## EXTRACTED RECORDS
• • •

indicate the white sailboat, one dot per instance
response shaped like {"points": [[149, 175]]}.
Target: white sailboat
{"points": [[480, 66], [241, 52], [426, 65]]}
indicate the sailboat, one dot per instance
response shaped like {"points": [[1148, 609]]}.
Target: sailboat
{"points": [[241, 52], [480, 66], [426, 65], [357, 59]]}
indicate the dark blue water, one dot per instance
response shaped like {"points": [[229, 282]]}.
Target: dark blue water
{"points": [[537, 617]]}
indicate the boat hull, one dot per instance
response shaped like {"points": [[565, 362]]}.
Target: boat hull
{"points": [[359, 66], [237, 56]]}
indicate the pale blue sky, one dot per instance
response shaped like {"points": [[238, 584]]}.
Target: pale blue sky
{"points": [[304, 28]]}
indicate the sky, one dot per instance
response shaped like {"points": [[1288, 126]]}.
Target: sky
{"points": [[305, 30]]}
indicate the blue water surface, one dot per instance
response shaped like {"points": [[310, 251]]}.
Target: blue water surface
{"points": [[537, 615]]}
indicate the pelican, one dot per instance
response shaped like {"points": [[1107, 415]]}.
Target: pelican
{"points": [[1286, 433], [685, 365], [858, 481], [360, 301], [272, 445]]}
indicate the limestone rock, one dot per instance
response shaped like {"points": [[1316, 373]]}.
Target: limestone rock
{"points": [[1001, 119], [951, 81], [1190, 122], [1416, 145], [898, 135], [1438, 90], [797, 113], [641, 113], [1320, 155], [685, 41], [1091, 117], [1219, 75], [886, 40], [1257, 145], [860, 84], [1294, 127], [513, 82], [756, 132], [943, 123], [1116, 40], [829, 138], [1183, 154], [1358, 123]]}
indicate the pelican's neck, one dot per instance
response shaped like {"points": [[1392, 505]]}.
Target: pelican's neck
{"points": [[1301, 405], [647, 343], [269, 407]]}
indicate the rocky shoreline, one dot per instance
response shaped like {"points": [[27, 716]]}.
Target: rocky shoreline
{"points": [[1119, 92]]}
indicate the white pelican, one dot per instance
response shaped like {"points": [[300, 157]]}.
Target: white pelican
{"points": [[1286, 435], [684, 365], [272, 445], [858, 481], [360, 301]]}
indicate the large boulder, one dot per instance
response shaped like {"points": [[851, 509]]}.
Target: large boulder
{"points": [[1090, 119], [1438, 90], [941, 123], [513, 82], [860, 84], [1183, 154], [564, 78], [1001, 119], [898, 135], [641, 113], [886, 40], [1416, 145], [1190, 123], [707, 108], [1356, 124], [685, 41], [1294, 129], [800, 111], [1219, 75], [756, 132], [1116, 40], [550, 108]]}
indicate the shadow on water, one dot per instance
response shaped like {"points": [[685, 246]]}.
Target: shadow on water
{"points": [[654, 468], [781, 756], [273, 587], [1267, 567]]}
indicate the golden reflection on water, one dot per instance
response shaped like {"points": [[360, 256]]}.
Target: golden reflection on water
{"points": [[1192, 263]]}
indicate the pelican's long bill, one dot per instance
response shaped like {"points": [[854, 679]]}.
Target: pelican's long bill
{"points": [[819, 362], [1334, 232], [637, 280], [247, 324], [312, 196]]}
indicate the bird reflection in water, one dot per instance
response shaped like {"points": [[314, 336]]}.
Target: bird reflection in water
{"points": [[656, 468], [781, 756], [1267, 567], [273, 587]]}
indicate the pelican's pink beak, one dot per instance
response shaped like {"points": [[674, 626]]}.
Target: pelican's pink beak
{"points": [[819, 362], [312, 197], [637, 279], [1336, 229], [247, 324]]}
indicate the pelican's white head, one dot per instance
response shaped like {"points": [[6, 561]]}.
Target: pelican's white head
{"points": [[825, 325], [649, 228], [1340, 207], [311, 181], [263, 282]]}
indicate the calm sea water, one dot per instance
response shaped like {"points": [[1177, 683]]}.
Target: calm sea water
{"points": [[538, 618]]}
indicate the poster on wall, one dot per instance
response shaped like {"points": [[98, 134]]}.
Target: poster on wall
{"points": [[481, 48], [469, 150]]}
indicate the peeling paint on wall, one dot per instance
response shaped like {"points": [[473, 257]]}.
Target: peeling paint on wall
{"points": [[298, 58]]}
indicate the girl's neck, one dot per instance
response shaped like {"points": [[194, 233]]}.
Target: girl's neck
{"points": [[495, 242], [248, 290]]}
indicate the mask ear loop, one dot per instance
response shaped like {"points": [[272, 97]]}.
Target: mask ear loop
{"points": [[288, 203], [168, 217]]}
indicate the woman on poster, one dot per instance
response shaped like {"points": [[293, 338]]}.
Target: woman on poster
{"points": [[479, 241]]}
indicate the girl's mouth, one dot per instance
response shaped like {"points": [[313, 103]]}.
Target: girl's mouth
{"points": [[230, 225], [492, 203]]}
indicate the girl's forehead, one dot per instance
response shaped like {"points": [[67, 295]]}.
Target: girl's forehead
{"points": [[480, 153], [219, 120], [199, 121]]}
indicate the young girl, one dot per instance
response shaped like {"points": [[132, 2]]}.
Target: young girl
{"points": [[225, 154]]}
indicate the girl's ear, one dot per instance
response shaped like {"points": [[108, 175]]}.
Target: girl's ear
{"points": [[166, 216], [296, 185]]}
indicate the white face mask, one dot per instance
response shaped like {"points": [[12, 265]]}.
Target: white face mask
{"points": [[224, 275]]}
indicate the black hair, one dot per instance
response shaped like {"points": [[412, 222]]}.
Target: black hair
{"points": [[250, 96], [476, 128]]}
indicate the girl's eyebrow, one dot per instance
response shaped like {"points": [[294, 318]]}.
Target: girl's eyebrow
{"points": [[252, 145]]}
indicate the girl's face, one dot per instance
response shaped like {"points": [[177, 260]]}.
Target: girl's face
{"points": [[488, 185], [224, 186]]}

• • •

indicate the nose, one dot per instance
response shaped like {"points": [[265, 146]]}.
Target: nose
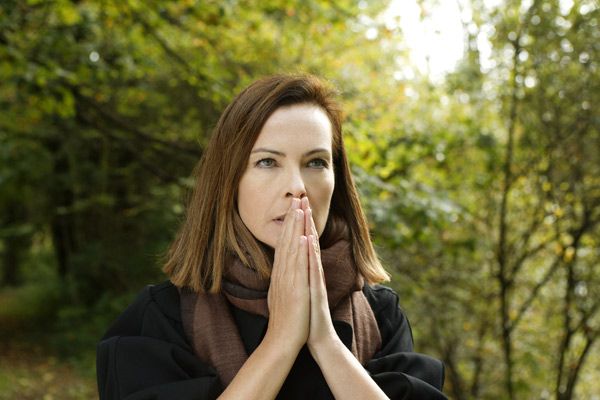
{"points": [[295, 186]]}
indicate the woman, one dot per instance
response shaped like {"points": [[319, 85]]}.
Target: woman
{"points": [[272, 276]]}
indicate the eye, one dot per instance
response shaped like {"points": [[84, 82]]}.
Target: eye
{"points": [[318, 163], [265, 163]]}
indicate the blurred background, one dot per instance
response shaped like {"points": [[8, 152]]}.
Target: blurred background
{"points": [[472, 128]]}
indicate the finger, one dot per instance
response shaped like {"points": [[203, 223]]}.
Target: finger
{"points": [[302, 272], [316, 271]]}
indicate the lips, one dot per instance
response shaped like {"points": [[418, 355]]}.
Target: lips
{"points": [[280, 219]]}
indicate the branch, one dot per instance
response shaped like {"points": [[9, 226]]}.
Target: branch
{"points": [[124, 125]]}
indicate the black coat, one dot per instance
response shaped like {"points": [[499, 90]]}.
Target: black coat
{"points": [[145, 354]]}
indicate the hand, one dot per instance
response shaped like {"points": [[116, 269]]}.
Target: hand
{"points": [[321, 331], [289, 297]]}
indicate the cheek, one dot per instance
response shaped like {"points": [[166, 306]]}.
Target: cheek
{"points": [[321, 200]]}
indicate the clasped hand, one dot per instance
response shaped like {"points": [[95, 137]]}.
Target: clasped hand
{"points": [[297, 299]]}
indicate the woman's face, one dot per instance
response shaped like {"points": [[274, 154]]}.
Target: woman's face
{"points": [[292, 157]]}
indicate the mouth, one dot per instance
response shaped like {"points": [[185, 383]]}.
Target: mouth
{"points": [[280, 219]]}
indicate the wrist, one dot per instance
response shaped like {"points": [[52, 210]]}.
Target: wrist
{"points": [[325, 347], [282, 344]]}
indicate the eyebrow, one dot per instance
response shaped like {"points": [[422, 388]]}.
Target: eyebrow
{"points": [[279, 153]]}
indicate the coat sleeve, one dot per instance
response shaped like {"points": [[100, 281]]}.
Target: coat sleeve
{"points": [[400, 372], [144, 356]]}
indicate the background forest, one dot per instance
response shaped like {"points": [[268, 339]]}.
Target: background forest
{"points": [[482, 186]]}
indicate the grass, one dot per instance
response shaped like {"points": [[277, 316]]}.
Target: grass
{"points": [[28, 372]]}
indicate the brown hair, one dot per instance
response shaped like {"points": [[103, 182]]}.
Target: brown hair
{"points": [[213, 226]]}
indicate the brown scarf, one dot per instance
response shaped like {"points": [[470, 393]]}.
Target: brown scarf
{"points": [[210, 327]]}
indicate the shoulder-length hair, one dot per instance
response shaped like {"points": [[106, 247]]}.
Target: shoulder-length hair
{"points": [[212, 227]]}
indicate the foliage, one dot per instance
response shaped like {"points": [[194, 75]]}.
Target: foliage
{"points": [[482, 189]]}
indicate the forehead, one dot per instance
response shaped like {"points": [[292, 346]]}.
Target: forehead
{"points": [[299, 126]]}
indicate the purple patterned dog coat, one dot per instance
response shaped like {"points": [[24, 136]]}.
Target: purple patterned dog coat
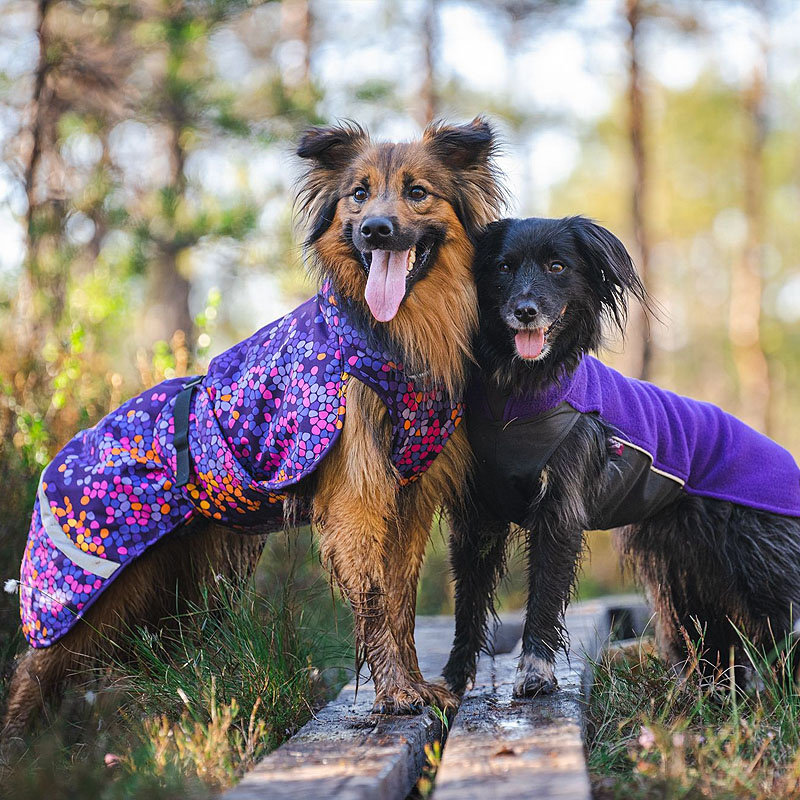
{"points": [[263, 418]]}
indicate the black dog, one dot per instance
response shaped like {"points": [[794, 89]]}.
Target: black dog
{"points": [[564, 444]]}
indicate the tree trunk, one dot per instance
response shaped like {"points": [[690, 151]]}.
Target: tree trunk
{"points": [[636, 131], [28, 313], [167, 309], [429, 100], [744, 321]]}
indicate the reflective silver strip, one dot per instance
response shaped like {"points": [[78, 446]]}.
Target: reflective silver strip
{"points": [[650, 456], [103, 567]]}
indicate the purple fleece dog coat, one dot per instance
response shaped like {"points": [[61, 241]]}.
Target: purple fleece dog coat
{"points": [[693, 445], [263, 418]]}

• • •

## DIRECTIONS
Pull out every line above that contains the string "peeling", matching case exactly, and copy each one in full.

## OUTPUT OF THE EXERCISE
indicate the peeling paint on wall, one dot per instance
Target: peeling paint on wall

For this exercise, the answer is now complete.